The quality of food at asylums ranged from the piece of bread and five prunes Nelly Bly received on Blackwell’s Island to the abundance of milk and eggs sickly patients received at St. Elizabeths. Many institutions made a point of offering enticing food to patients who had problems eating; one woman at Hilltop recounted the generous breakfast of oatmeal, bacon, scrambled eggs, toast, milk and juice, and the evening pot of chocolate brought to her by staff.
Physicians generally considered it positive when patients put on weight. Notes on a woman named Katie at the Southwestern Lunatic Asylum in Virginia said that she had “fattened up some.” Of another woman there, the physician wrote that she had “gained flesh and strength.” Of others, doctors noted that patients had “improved in flesh” or had “grown stout.” There never seemed to be any attempts to help patients lose weight, even if they were described as “quite stout.”
The superintendent at Southwestern Lunatic Asylum, Harvey Black, wrote in his first report that three things were necessary to help patients recover and go home: a sufficient quantity and variety of good food, neat, comfortable clothing, and a sufficient number of efficient ward attendants. He spoke of a planned orchard of 400 apple trees, peach and pear trees, grapes, and berries, and stated that even more than that was needed. If nourishing food did have curative powers, Black seemed to want to provide it.

ACTIVITY:
Reproduce everything in the passage on asylum food from "The quality of" down to "her by staff.".

RECORDS PROVIDED:

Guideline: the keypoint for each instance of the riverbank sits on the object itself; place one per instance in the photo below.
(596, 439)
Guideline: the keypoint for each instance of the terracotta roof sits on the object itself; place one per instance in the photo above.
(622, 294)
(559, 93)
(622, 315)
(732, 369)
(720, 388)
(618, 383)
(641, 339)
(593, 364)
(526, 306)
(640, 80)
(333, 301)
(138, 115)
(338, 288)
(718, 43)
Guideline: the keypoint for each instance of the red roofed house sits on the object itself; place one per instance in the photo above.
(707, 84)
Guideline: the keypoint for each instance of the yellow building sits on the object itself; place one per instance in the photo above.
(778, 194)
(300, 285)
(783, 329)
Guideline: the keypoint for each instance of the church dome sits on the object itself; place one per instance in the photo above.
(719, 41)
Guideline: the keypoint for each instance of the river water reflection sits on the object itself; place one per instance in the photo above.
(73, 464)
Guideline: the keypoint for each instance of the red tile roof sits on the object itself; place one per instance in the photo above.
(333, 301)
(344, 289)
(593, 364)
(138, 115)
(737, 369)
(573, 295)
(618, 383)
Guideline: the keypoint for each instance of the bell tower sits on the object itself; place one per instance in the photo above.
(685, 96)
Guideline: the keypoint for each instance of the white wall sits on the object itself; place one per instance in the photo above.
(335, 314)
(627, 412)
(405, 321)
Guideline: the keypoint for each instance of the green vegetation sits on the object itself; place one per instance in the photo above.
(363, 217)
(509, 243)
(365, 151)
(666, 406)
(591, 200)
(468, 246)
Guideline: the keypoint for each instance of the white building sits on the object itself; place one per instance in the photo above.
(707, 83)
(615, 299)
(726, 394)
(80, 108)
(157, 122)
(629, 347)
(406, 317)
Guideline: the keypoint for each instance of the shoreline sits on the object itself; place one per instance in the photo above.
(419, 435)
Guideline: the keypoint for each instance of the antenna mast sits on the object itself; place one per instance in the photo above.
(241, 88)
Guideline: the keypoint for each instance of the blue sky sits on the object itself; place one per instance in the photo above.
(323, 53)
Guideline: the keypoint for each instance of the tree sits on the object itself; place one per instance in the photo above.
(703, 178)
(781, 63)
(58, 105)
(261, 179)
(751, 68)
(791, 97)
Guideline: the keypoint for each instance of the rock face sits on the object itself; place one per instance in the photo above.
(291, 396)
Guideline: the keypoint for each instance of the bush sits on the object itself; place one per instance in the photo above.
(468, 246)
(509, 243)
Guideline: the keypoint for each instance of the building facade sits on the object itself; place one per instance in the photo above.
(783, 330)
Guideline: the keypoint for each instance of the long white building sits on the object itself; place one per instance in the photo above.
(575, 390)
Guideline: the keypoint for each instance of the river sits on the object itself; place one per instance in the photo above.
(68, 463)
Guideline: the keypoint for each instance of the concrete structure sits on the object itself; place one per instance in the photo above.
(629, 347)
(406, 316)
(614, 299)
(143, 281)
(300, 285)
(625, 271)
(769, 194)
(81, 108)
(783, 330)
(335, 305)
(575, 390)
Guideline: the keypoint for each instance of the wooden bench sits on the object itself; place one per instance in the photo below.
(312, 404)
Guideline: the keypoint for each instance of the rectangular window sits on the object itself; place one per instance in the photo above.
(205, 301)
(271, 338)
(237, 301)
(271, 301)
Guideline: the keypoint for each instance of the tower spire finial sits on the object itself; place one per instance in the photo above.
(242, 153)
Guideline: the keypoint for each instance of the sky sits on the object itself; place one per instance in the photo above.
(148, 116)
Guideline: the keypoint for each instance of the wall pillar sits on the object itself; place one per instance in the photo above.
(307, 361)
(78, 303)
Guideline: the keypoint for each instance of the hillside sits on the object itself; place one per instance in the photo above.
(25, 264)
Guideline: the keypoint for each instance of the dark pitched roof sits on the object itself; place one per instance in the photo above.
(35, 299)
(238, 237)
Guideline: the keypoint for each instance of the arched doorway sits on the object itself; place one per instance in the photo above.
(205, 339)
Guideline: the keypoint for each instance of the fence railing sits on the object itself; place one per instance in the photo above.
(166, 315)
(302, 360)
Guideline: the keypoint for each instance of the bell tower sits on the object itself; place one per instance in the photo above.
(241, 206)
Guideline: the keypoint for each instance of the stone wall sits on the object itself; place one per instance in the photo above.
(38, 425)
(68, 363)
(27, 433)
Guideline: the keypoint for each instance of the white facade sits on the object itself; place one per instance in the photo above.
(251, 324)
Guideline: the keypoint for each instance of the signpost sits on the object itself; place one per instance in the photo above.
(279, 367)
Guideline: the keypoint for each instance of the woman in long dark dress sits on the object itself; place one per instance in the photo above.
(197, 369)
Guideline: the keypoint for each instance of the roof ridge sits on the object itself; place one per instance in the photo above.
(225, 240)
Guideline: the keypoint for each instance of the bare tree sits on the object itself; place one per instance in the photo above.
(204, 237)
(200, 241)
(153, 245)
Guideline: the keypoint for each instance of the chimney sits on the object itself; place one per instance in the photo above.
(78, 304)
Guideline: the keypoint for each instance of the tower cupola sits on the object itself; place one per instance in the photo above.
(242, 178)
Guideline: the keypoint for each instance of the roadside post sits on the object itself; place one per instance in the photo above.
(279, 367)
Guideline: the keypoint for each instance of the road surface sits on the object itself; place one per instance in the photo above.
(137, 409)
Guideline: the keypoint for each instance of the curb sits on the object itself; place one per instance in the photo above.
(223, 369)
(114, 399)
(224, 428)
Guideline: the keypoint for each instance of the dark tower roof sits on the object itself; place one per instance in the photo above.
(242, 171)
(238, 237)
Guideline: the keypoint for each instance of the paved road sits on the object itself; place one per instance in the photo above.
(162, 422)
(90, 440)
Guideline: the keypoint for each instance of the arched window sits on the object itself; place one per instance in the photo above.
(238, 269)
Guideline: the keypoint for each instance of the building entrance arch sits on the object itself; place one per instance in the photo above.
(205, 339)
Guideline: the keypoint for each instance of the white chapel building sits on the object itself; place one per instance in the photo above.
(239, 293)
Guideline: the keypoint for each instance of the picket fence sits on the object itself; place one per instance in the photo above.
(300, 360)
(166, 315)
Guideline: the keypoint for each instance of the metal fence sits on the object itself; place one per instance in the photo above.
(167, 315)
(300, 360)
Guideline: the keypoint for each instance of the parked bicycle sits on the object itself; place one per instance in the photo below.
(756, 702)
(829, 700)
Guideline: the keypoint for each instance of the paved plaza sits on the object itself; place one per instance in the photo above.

SOLUTION TO THIS EXERCISE:
The quality of food at asylums ranged from the piece of bread and five prunes Nelly Bly received on Blackwell’s Island to the abundance of milk and eggs sickly patients received at St. Elizabeths. Many institutions made a point of offering enticing food to patients who had problems eating; one woman at Hilltop recounted the generous breakfast of oatmeal, bacon, scrambled eggs, toast, milk and juice, and the evening pot of chocolate brought to her by staff.